— begin —

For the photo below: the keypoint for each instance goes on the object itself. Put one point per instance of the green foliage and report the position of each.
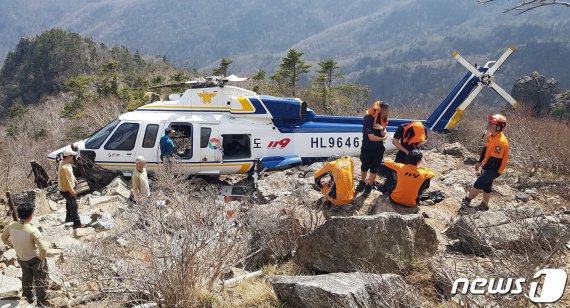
(78, 85)
(17, 110)
(290, 69)
(259, 76)
(327, 73)
(222, 69)
(72, 109)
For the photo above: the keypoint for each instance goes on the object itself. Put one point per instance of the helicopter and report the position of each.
(225, 129)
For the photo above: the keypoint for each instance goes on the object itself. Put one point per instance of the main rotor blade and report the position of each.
(504, 94)
(471, 97)
(501, 60)
(465, 63)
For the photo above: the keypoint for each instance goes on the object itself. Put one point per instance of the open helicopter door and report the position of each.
(210, 147)
(148, 143)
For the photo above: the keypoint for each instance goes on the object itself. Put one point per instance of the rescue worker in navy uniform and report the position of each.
(493, 159)
(408, 137)
(372, 150)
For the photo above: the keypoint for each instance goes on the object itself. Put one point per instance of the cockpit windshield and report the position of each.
(96, 140)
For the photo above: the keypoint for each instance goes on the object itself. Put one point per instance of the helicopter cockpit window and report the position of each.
(182, 140)
(96, 140)
(124, 138)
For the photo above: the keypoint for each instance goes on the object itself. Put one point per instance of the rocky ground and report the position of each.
(361, 261)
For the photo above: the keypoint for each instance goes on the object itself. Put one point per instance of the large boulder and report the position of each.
(344, 290)
(383, 243)
(513, 229)
(37, 197)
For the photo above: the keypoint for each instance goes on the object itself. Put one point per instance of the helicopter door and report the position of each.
(210, 144)
(120, 148)
(148, 145)
(185, 144)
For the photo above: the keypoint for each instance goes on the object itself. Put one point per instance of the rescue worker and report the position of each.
(408, 137)
(336, 181)
(372, 150)
(167, 146)
(139, 180)
(31, 253)
(493, 160)
(411, 181)
(66, 184)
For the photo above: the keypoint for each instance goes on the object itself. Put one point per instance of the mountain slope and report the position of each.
(390, 46)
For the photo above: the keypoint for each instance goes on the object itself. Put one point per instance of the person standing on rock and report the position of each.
(372, 150)
(412, 180)
(493, 159)
(66, 184)
(31, 251)
(139, 180)
(408, 137)
(167, 146)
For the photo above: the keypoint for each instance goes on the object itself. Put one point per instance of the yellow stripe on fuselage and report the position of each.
(454, 118)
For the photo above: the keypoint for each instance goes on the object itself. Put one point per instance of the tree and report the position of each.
(290, 69)
(326, 73)
(325, 76)
(260, 76)
(526, 5)
(222, 69)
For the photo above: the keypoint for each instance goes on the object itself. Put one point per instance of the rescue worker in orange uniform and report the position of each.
(493, 159)
(407, 137)
(372, 150)
(412, 180)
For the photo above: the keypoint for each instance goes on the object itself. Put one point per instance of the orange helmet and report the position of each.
(498, 119)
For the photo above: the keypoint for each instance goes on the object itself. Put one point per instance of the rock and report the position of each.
(9, 257)
(122, 242)
(57, 302)
(344, 290)
(52, 252)
(455, 149)
(515, 229)
(13, 271)
(96, 201)
(470, 160)
(521, 196)
(37, 197)
(84, 232)
(9, 286)
(118, 187)
(386, 242)
(53, 205)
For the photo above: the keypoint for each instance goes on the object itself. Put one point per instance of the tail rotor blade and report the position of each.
(504, 94)
(465, 63)
(501, 60)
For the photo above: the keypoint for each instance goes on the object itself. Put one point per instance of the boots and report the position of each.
(360, 187)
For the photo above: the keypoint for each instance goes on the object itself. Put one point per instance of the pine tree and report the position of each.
(222, 69)
(290, 69)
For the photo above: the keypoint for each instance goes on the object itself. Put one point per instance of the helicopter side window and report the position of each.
(182, 140)
(150, 133)
(205, 136)
(124, 138)
(96, 139)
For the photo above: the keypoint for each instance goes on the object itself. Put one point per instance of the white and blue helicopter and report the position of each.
(222, 129)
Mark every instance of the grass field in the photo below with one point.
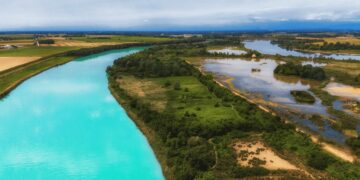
(122, 39)
(192, 97)
(35, 51)
(12, 78)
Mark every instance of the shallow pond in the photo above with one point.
(342, 90)
(65, 124)
(228, 51)
(266, 47)
(272, 88)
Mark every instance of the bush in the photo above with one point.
(307, 71)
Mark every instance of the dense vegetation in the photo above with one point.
(354, 143)
(303, 96)
(306, 71)
(47, 41)
(314, 44)
(187, 131)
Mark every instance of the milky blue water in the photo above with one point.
(64, 124)
(265, 47)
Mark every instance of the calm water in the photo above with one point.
(273, 88)
(265, 47)
(64, 124)
(229, 51)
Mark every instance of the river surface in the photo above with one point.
(275, 89)
(65, 124)
(265, 47)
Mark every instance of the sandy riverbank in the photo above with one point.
(337, 89)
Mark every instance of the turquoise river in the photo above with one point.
(65, 124)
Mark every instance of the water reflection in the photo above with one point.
(228, 51)
(265, 47)
(275, 89)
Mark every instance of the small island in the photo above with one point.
(303, 96)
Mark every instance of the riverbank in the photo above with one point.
(267, 106)
(11, 78)
(151, 136)
(199, 109)
(341, 152)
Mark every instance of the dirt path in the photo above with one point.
(336, 151)
(252, 153)
(344, 155)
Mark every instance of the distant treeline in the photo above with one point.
(306, 71)
(192, 158)
(47, 41)
(314, 44)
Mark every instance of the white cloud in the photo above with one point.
(140, 13)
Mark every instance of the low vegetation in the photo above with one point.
(303, 96)
(306, 71)
(201, 120)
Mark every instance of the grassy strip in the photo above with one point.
(35, 51)
(12, 79)
(185, 126)
(152, 137)
(303, 97)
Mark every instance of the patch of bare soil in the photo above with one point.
(257, 154)
(146, 90)
(10, 62)
(81, 43)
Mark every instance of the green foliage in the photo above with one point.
(303, 96)
(354, 143)
(47, 41)
(307, 71)
(201, 122)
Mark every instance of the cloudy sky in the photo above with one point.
(162, 14)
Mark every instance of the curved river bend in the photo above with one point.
(65, 124)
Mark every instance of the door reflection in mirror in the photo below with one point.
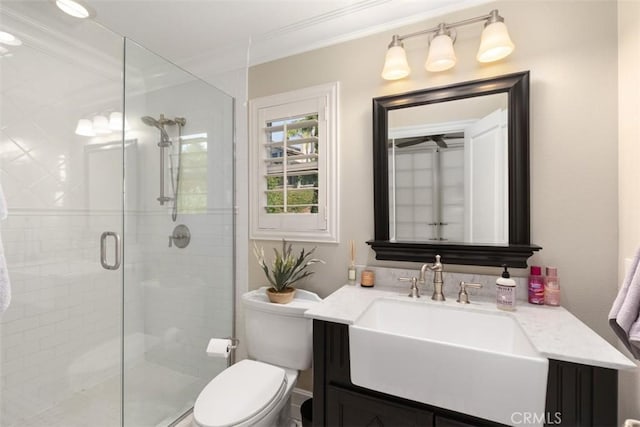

— end —

◆ What the task asks ◆
Copy out all of the records above word for word, leaving out the pictures.

◆ The completed task ◆
For the photo below: the keypoint for each instance goes on the object itself. Put one point per instance of the green foliage and report the position of each.
(78, 85)
(17, 110)
(290, 69)
(259, 76)
(327, 73)
(222, 69)
(72, 109)
For the photo above: the keypoint for each instance goes on the object itself. Put one point per instance of the helicopter and report the position of each.
(225, 129)
For the photo above: the keypoint for each instance goes on the object itself. Put one point per instance of the main rotor blade and report the position of each.
(504, 94)
(471, 97)
(501, 60)
(465, 63)
For the photo above: the keypoint for each instance goes on the object itself. Put one point per instance of the open helicopter door and report the position of each.
(210, 147)
(148, 143)
For the photo above: the keypoint for each instance goes on the object itself. Put one point per instance of the rescue worker in navy uniform and report the position of each.
(493, 159)
(408, 137)
(372, 150)
For the photo above: the keypoint for each instance goes on the object itself. Put one point per instance of the cockpit windshield and report the position of each.
(96, 140)
For the photo above: the keypoint for each instance goes on the object itself. Put one point per instance of the helicopter cockpit window and report the position of each.
(182, 140)
(96, 140)
(124, 138)
For the photo above: the keypoint for each instance goes on the object itself. Put one point per instance of the rocky ground and report the position of each.
(361, 261)
For the photo above: the keypoint for each instance goes on the object itself. Put one point per instance of the large boulder and report the position of each.
(344, 290)
(383, 243)
(513, 229)
(37, 197)
For the photo above: the keypoint for each instance goes on the object itself. Put one point per instance of the helicopter door and report the position of each.
(210, 144)
(120, 148)
(148, 145)
(185, 144)
For the photo above: the keypoint for each instance goes on the object itself. Put one point per instance of the rescue worker and report the position of each.
(408, 137)
(336, 181)
(372, 150)
(167, 146)
(139, 180)
(31, 253)
(493, 160)
(411, 181)
(66, 184)
For the photo above: the keypoint for each instance goes on the object itself. Put one point per instance of the mountain slope and report the position of each.
(390, 46)
For the photo above: the keypoint for each instance goes on the object itself. Put one point per instance of the person standing on rock and report the position of each.
(372, 150)
(412, 180)
(493, 159)
(66, 184)
(31, 251)
(139, 180)
(408, 137)
(167, 146)
For the photo above: the keypoint for each instance goes on the object itself. Put one point per instance of the yellow stripe on fuselage and report the position of each.
(454, 118)
For the photo above: the keypoint for each instance goes on the object itself. Put one point per instance of the tree and report the position of each.
(290, 69)
(326, 73)
(325, 76)
(260, 76)
(526, 5)
(222, 69)
For the photo above: the keypoint for each instance goes on the object itself. Put one point per instance of the rescue worker in orange uniform and report the position of each.
(493, 159)
(407, 137)
(372, 150)
(412, 180)
For the photo above: the keypoint for each instance goes on the object itself. Put one point per instance of the orange helmet and report the position of each.
(498, 119)
For the photo above: the keypoint for each instance goes on the object itself. Put one point per instance of the rock and report the position of each.
(9, 257)
(122, 242)
(57, 302)
(344, 290)
(52, 252)
(455, 149)
(515, 229)
(13, 271)
(96, 201)
(470, 160)
(521, 196)
(37, 197)
(84, 232)
(9, 286)
(118, 187)
(386, 242)
(53, 205)
For the photo above: the keypoint for each instance goes on the object itself. Put one point per instance of the tail rotor blade and report the position of each.
(504, 94)
(465, 63)
(501, 60)
For the photo above: the keypoint for each instance goes on the object itself. Put one point per instance of the boots and report the position of each.
(360, 187)
For the photo above: the keypoint for each instance goes on the object itself. Put one point per instance of the pine tree and report the position of each.
(222, 69)
(290, 69)
For the photo above: the keypoint for each instance goes on the object itself. Put one point per instance of the helicopter side window and report the position of each.
(182, 140)
(150, 133)
(205, 136)
(124, 138)
(96, 139)
For the photo above: the keypoint for each instance goes on the object itself. Put one point per instance of the white and blue helicopter and report the position of each.
(222, 129)
Mark every instance of the grass field in the photo below with one point.
(122, 39)
(192, 97)
(35, 51)
(12, 78)
Mark every instance of the shallow pond in the photo above with one point.
(342, 90)
(65, 124)
(228, 51)
(266, 47)
(272, 88)
Mark every instance of the bush in the photo above with one point.
(307, 71)
Mark every instance of the dense vegetation in the photo above with one point.
(354, 143)
(303, 96)
(306, 71)
(47, 41)
(314, 44)
(187, 131)
Mark every instance of the milky blue water in the photo above with one point.
(64, 124)
(265, 47)
Mark every instance of the calm water in the photo above with one point.
(273, 88)
(265, 47)
(64, 124)
(229, 51)
Mark every instance of the river surface in the photo above with one point.
(275, 89)
(65, 124)
(265, 47)
Mark every instance of the sandy riverbank in the photo above with one point.
(337, 89)
Mark every instance of the turquoise river in the photo above with one point.
(65, 124)
Mark every instance of the water reflection in the photo above with one point.
(228, 51)
(265, 47)
(275, 89)
Mark every instance of the small island in the photo above with one point.
(303, 96)
Mark every instance of the riverbank in the photo above with one point.
(267, 106)
(11, 78)
(151, 136)
(199, 109)
(341, 152)
Mark every instance of the dirt path in the photo above with one point.
(336, 151)
(252, 153)
(344, 155)
Mark every instance of the distant treeline in the photo above with one point.
(306, 71)
(192, 158)
(47, 41)
(314, 44)
Mark every instance of the white cloud in the photo above with one point.
(140, 13)
Mark every instance of the low vegetation in the photo above with one point.
(303, 96)
(306, 71)
(201, 120)
Mark every instance of the grassy strip in the photo above with one point.
(35, 51)
(12, 79)
(185, 126)
(152, 137)
(303, 97)
Mark every instance of the patch of bare soil in the photo above with one point.
(257, 154)
(146, 90)
(10, 62)
(81, 43)
Mark every instance of the green foliage in the photo above with one point.
(303, 96)
(354, 143)
(47, 41)
(307, 71)
(201, 122)
Mark every instance of the cloudy sky in the photo above with one point.
(162, 14)
Mark every instance of the curved river bend in the photo above with one point.
(65, 124)
Mark every instance of the door reflection in mirror in the photo below with one point.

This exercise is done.